> **TESTO ESTRATTO**
Calma, Higuain è fortissimo ma non vale 94 mln, Bacca è bravo ma non vale 50 mln. Ci siamo capiti?


----------



## sballotello (23 Luglio 2016)

Jino ha scritto:


> Calma, Higuain è fortissimo ma non vale 94 mln, Bacca è bravo ma non vale 50 mln. Ci siamo capiti?



ma io non li voglio 50 milioni per bacca, secondo me se gli diamo bacca restano la terza forza del campionato e gradirei che lo diventasse il Milan :-D


----------



## AntaniPioco (23 Luglio 2016)

Questo scudetto sarà uno dei più ridicoli della storia della A, sembrano il PSG d'Italia


----------



## Jaqen (23 Luglio 2016)

95 milioni per Higuain sono un'assurdità. Temevo gli rimanessero soldi per James


----------



## Splendidi Incisivi (23 Luglio 2016)

Ho una rabbia in corpo pazzesca.


----------



## Edric (23 Luglio 2016)

> **CONSEGNA A**
Secondo Jaqen nel testo estratto, quale cifra per Higuain è un'assurdità?
> **CONSEGNA B**
Riporta alla lettera il tratto del testo estratto che va da "## Jaqen (23" fino a "in corpo pazzesca.".

> **DATI FORNITI**
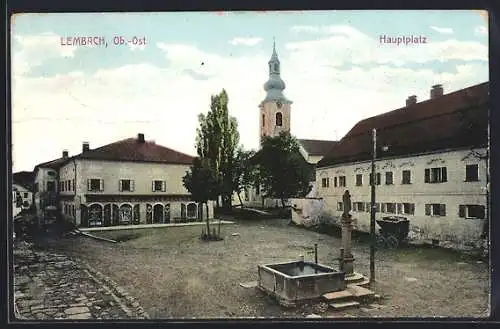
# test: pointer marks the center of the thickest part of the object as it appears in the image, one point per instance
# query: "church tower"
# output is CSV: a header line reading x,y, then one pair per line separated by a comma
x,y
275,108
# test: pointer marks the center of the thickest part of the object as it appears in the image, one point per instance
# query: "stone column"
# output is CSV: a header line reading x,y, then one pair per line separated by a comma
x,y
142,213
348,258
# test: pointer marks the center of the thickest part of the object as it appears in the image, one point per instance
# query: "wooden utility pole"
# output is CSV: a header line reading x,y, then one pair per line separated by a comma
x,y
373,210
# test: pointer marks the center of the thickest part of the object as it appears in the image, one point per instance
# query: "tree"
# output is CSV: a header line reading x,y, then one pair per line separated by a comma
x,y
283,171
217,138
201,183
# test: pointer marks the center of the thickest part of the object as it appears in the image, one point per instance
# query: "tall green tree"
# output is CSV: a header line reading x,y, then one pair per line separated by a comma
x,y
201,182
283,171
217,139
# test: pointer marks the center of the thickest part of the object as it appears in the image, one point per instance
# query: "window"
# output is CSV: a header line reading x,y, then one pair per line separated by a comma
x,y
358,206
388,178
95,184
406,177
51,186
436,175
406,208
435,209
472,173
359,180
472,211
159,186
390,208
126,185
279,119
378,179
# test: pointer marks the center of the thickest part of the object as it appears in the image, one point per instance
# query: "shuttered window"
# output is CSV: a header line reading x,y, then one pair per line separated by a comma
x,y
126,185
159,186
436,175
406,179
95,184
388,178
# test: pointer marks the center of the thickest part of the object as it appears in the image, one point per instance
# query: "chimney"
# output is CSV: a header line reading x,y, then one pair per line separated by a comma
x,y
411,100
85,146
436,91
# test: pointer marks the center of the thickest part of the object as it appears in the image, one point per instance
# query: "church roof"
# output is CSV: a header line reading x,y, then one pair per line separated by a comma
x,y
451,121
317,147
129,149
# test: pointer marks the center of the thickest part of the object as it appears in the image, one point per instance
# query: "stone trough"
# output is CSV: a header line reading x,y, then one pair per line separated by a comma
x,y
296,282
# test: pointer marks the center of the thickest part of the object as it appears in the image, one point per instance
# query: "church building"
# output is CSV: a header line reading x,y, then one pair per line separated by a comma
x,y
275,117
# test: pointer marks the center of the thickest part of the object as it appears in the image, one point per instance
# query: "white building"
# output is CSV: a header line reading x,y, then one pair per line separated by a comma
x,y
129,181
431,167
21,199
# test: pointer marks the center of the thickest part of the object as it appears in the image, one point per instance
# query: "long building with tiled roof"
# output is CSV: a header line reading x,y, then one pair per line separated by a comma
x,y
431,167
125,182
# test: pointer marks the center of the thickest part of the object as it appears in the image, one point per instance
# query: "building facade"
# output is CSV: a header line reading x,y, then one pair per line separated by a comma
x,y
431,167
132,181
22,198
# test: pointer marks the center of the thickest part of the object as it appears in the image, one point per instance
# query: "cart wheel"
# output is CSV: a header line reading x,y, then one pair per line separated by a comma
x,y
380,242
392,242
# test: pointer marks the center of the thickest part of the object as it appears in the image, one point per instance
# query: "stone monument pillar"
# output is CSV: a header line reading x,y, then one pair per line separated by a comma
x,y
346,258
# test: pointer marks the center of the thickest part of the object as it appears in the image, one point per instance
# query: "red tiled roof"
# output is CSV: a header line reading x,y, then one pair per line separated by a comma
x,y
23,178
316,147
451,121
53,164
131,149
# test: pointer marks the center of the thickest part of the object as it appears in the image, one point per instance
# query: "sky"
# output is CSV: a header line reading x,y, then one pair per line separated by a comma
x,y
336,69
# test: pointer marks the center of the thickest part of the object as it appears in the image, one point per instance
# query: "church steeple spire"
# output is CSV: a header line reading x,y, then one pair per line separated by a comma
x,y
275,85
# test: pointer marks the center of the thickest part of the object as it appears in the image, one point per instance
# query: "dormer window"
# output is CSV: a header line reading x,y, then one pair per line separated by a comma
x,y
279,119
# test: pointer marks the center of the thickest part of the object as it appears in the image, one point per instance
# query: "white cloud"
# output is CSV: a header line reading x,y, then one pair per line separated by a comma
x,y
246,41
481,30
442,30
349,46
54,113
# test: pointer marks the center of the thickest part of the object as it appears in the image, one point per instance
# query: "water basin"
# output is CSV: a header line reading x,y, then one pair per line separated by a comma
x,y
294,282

==

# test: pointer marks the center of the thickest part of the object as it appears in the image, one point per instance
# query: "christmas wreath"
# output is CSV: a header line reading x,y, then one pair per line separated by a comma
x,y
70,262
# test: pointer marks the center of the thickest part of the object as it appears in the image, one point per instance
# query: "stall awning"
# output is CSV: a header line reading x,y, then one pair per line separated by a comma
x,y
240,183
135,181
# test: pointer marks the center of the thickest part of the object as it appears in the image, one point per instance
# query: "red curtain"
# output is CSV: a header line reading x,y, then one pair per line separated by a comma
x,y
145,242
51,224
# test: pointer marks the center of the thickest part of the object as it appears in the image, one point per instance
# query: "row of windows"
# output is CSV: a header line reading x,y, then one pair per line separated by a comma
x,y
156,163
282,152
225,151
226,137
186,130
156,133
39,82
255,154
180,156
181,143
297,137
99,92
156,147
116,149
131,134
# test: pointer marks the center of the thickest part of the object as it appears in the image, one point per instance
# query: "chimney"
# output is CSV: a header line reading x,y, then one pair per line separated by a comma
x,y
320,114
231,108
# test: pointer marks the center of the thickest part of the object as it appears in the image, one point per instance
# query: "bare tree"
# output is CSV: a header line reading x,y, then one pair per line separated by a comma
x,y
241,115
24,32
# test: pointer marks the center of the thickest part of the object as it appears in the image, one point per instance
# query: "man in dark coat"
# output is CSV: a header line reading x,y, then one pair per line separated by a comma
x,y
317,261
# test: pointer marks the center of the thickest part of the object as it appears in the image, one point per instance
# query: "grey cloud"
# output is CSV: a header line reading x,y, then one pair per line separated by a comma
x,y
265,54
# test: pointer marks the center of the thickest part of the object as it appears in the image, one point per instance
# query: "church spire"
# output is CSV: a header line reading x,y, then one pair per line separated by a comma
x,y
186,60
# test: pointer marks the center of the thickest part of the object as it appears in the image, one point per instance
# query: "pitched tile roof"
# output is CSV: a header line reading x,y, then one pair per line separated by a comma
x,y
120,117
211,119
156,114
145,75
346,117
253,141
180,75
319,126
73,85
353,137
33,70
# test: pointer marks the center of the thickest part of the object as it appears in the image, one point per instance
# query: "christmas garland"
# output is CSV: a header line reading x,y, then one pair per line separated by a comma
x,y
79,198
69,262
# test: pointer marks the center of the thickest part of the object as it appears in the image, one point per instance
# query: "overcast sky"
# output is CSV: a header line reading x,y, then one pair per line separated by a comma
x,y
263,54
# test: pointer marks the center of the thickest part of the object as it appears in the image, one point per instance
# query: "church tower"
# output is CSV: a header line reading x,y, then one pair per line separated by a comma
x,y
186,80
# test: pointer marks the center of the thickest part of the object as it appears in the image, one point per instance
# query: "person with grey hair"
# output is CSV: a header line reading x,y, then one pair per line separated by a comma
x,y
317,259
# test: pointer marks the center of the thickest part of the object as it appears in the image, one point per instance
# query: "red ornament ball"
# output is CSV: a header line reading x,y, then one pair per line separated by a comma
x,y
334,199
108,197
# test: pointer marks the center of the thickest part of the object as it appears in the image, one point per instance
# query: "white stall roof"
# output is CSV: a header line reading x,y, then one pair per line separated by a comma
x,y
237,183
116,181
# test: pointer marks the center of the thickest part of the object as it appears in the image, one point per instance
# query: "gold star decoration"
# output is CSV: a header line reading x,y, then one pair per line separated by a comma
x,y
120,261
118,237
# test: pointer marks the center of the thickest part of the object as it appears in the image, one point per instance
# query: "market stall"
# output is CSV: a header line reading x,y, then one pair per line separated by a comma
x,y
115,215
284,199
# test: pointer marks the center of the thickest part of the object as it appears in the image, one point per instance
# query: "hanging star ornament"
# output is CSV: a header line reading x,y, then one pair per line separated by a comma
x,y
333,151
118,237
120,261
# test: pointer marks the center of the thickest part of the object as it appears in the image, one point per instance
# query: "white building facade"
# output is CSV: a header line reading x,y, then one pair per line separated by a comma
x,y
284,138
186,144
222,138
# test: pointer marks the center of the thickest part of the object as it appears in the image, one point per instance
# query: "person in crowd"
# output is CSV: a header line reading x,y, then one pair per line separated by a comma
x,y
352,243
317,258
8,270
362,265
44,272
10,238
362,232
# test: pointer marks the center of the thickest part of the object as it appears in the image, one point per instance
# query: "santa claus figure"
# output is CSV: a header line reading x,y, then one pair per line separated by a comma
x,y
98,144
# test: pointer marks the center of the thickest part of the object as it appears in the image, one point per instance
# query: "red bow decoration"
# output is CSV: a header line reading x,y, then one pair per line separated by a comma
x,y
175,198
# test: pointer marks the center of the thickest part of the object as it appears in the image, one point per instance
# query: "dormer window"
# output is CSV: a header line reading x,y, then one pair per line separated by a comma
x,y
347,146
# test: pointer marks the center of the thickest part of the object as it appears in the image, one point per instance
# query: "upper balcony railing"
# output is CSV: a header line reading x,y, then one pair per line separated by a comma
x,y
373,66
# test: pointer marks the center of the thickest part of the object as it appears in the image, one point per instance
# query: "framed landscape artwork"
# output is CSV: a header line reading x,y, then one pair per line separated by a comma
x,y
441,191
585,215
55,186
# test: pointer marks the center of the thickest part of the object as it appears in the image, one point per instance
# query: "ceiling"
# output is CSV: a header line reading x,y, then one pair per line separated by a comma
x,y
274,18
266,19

--

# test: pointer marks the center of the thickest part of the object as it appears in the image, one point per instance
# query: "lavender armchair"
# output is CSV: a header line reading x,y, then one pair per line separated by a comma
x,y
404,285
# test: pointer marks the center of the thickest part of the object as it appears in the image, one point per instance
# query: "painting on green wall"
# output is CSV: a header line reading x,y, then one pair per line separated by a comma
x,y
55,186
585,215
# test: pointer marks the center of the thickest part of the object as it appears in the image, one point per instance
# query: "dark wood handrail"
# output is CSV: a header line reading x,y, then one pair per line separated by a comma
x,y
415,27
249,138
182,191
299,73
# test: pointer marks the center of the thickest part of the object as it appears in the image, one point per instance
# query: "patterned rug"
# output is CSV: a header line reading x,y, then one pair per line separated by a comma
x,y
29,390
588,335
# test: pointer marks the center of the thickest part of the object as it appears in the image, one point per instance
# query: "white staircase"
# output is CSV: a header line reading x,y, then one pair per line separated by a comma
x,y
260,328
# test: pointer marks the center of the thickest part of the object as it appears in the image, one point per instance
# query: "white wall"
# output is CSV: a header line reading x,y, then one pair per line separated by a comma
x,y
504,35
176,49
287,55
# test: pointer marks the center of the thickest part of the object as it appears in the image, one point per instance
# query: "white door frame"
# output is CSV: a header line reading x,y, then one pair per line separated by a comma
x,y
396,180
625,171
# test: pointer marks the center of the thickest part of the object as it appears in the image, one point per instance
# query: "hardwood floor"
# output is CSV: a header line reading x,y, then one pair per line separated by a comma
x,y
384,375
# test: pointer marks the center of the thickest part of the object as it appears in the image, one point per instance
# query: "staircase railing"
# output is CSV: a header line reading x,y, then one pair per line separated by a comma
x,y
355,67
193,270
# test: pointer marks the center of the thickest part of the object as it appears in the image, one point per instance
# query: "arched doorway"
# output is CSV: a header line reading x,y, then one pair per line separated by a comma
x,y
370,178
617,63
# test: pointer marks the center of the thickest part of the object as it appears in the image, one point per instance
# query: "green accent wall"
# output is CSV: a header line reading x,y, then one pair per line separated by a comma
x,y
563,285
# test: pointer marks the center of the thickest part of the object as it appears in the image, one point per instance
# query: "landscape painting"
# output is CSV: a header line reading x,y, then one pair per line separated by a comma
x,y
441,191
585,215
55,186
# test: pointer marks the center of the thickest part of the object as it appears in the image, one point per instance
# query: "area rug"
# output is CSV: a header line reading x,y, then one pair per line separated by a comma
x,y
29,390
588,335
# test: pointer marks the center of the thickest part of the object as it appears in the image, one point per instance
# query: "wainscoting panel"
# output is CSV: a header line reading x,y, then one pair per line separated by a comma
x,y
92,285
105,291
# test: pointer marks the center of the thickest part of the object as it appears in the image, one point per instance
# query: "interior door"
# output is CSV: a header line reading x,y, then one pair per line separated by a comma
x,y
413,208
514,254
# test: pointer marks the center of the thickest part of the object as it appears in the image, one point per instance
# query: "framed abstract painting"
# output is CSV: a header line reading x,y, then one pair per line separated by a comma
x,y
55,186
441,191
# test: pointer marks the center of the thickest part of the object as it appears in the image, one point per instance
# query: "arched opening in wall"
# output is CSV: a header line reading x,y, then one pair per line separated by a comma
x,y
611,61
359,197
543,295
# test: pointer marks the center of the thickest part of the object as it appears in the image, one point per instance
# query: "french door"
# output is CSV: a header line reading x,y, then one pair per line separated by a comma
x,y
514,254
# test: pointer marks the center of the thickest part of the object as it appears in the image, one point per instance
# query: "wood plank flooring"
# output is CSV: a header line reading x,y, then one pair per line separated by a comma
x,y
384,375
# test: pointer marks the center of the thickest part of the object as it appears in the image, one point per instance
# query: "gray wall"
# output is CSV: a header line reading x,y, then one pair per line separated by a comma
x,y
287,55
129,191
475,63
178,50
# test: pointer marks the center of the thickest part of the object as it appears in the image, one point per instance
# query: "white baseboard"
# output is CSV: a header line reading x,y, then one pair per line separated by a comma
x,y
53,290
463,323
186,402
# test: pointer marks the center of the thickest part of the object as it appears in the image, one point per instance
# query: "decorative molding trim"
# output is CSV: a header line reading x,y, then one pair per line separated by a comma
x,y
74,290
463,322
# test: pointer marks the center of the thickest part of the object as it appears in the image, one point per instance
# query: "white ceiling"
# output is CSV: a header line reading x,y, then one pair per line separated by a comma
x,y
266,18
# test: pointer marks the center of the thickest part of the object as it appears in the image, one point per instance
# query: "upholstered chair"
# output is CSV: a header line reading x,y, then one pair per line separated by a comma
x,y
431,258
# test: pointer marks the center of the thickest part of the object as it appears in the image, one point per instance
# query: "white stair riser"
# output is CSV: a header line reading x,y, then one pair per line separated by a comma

> **RISPOSTA FINALE A**
95 milioni.

> **RISPOSTA FINALE B**
## Jaqen (23 Luglio 2016)

95 milioni per Higuain sono un'assurdità. Temevo gli rimanessero soldi per James


----------



## Splendidi Incisivi (23 Luglio 2016)

Ho una rabbia in corpo pazzesca.